**Brief**
Tally the lines in the entries below that contain the string "door", matching case exactly, and reply with only that number.
################
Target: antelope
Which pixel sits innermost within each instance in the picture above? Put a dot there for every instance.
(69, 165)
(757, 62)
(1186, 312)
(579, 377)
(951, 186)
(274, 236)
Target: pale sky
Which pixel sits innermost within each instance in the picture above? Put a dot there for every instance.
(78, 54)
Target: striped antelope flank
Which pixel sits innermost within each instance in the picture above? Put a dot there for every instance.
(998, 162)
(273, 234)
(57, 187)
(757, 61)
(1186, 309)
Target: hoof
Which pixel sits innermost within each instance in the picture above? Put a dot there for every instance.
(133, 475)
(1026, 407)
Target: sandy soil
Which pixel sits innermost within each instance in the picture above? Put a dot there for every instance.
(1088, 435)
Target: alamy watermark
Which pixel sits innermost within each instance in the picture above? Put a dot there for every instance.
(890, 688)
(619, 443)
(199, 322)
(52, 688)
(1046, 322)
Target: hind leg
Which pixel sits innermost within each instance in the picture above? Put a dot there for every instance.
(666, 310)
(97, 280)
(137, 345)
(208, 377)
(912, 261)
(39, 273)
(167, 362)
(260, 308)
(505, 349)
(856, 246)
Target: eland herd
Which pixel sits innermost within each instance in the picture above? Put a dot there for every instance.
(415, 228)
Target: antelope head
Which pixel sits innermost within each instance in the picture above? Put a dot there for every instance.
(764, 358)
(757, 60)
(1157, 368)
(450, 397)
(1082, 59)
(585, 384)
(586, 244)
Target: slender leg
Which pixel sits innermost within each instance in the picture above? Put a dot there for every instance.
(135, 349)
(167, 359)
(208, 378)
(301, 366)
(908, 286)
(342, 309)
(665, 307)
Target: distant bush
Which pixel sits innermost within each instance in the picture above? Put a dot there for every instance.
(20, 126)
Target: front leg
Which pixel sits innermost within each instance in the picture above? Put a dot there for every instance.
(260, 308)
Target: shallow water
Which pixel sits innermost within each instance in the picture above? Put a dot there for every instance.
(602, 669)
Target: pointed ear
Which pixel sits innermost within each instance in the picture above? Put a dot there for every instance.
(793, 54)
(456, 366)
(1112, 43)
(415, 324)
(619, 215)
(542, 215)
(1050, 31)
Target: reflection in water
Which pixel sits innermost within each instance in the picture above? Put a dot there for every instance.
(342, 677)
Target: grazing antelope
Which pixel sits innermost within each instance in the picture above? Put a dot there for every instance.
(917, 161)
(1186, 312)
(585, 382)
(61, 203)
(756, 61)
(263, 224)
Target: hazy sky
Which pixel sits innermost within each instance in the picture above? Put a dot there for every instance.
################
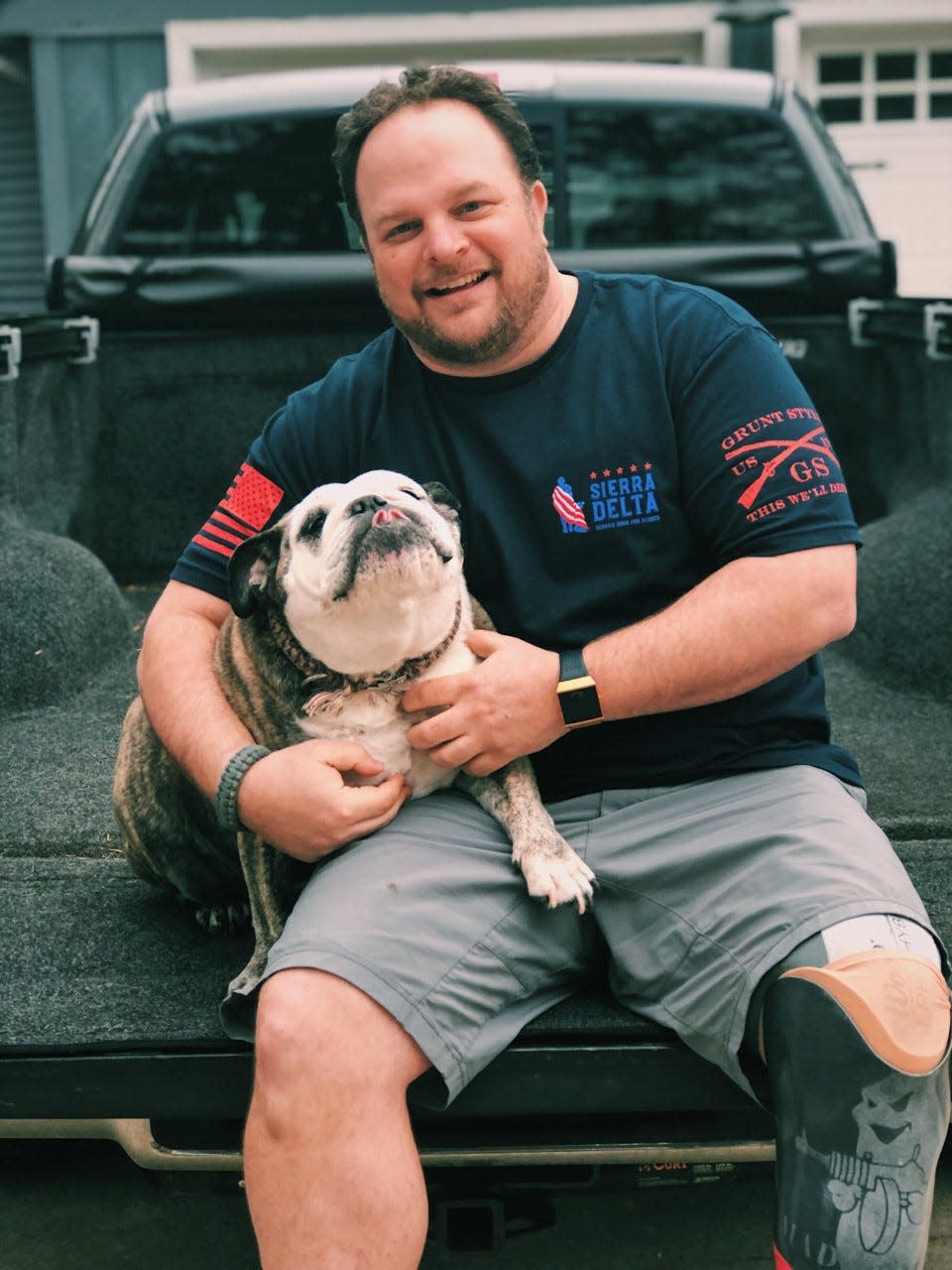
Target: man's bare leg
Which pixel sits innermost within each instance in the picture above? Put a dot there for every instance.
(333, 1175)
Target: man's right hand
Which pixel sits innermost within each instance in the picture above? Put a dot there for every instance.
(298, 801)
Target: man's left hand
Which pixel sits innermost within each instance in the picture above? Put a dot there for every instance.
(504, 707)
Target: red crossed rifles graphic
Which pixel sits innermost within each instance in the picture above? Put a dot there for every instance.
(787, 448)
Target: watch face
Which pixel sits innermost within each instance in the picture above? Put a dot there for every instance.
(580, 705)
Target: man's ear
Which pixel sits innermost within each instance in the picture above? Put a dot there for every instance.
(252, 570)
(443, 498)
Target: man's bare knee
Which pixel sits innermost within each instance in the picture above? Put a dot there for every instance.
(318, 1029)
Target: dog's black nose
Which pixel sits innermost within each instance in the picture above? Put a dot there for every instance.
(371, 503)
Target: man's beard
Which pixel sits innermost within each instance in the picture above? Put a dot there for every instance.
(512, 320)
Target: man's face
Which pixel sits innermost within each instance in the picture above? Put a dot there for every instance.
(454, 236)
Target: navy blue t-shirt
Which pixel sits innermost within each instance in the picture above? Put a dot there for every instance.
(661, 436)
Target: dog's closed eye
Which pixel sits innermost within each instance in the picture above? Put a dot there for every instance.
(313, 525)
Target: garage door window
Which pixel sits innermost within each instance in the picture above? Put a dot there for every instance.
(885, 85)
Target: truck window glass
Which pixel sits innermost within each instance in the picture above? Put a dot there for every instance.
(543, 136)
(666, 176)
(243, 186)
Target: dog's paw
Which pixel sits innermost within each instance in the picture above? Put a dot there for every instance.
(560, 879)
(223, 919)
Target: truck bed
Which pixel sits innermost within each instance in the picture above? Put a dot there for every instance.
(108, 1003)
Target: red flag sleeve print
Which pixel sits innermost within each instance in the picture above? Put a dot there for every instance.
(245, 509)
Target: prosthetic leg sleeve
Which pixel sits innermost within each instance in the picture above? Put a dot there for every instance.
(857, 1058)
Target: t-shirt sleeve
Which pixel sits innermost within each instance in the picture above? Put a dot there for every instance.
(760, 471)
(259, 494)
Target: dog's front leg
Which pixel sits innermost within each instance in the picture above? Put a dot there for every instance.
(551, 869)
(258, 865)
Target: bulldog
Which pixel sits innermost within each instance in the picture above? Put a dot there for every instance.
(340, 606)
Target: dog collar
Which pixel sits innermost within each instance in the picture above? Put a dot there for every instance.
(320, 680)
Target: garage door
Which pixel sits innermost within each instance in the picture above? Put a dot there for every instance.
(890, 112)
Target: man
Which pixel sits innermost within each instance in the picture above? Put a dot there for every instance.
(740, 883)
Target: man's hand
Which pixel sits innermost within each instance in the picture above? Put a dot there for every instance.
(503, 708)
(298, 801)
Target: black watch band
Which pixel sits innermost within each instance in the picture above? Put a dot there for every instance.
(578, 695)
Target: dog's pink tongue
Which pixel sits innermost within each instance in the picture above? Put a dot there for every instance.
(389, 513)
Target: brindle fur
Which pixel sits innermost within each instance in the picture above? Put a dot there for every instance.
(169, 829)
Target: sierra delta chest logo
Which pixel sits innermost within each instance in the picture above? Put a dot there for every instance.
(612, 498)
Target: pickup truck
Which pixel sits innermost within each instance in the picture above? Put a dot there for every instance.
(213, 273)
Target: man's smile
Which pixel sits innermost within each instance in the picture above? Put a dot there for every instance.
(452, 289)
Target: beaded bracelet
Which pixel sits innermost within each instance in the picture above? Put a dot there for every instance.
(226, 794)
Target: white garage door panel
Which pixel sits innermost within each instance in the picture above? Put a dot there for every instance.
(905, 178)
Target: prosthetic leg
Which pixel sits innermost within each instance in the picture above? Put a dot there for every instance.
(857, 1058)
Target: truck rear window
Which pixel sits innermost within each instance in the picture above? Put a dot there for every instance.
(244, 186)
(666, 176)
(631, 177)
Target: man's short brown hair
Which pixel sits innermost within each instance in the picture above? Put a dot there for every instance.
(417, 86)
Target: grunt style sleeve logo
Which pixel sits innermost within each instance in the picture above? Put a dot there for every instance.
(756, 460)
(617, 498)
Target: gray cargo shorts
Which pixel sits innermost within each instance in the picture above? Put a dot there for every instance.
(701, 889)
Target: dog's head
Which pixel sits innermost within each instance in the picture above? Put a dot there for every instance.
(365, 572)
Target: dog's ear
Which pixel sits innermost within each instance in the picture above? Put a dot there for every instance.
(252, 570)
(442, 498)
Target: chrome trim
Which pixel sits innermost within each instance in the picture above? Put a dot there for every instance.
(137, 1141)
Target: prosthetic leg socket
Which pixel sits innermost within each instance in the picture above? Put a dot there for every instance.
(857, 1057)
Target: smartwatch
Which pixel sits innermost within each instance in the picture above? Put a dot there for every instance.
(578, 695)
################
**Problem solution**
3